WHAT THE EXERCISE ASKS – From the data that follows, copy every line with the string "garage".

INPUT DATA –

((

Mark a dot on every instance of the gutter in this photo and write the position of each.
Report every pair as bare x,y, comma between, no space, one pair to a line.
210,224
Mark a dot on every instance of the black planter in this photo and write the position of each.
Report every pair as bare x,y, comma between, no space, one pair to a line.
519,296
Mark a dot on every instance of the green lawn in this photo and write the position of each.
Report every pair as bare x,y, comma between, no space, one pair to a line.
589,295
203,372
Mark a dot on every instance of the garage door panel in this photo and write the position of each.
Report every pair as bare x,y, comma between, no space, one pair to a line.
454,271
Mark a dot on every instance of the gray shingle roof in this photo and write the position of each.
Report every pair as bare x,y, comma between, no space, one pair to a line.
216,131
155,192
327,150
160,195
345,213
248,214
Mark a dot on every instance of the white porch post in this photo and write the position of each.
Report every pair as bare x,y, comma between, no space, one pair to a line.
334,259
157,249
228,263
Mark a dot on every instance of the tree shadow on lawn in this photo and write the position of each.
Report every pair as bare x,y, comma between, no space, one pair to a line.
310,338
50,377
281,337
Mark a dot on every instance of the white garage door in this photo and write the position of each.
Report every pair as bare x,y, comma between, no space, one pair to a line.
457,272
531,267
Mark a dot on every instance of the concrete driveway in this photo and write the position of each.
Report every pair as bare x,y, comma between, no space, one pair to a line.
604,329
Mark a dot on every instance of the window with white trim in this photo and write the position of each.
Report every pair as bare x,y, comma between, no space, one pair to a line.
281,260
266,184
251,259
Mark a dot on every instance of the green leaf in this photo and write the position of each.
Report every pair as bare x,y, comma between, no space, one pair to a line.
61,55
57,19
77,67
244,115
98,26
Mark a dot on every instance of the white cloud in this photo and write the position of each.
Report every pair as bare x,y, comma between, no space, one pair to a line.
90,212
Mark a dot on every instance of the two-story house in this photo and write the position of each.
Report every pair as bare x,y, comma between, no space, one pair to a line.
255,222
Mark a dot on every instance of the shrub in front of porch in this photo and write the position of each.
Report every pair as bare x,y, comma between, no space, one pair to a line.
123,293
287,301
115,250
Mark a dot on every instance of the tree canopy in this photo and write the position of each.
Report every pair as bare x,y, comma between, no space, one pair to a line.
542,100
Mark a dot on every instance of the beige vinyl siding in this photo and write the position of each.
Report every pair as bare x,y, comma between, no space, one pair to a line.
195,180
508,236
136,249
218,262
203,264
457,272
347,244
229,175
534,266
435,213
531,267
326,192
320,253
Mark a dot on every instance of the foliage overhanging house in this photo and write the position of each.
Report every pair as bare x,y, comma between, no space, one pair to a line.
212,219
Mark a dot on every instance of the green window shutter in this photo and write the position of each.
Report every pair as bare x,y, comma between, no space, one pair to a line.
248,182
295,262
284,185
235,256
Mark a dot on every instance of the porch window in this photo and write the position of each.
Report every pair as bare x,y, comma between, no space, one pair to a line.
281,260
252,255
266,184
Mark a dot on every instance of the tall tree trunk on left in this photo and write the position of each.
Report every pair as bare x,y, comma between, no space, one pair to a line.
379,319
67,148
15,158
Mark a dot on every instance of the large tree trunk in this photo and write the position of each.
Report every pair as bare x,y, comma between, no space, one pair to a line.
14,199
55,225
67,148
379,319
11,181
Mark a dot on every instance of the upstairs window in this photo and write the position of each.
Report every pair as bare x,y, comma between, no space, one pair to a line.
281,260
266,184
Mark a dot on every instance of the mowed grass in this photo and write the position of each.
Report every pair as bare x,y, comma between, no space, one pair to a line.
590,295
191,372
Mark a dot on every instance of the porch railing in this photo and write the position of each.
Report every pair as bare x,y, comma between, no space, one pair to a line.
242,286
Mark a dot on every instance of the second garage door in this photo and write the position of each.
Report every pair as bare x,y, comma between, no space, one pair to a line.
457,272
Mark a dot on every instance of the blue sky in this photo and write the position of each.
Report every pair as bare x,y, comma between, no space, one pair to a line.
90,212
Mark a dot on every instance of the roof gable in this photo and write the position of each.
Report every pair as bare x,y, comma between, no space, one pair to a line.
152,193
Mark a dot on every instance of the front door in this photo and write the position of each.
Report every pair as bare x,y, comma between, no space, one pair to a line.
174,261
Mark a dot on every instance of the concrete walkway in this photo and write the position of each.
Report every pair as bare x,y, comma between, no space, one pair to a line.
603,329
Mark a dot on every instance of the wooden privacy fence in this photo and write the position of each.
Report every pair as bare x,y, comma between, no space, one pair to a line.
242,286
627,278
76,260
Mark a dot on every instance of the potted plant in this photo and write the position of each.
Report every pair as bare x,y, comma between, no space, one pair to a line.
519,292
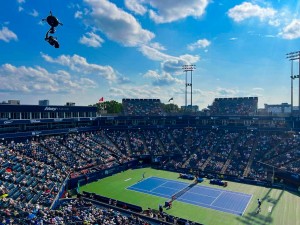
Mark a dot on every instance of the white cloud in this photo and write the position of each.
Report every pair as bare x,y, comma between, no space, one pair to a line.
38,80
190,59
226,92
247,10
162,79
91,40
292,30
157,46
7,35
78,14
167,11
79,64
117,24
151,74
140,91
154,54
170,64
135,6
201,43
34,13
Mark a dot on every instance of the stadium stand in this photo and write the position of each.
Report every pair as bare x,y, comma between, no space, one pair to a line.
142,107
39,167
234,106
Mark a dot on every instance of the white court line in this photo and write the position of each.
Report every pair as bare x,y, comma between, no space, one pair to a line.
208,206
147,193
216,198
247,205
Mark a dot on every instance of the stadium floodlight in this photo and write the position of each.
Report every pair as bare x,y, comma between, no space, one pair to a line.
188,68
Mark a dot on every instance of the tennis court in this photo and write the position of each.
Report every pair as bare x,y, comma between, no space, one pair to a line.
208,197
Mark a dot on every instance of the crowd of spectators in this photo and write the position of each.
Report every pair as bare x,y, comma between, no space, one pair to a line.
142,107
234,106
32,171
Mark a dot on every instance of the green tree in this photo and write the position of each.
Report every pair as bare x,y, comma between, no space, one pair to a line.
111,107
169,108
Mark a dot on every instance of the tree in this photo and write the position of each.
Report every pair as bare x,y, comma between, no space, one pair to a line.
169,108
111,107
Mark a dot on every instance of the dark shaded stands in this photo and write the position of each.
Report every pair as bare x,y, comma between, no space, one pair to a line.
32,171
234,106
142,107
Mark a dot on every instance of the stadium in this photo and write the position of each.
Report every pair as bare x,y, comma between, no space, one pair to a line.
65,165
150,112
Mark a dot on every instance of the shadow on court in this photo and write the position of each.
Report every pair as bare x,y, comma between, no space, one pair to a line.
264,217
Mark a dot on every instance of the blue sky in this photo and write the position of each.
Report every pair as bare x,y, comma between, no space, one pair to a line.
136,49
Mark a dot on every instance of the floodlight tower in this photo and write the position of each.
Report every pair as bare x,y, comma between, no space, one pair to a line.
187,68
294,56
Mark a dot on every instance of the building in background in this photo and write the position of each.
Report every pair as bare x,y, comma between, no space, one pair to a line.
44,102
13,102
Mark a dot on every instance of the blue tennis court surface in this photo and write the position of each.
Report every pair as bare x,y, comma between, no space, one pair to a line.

))

SOLUTION FOR THIS EXERCISE –
Mark a dot on every instance of the garage door panel in this photo and write the position of each.
Mark a dot on every instance of the white garage door in this photo and write the position of each.
Mark a dot on every instance of the second garage door in this photo and write the position of each.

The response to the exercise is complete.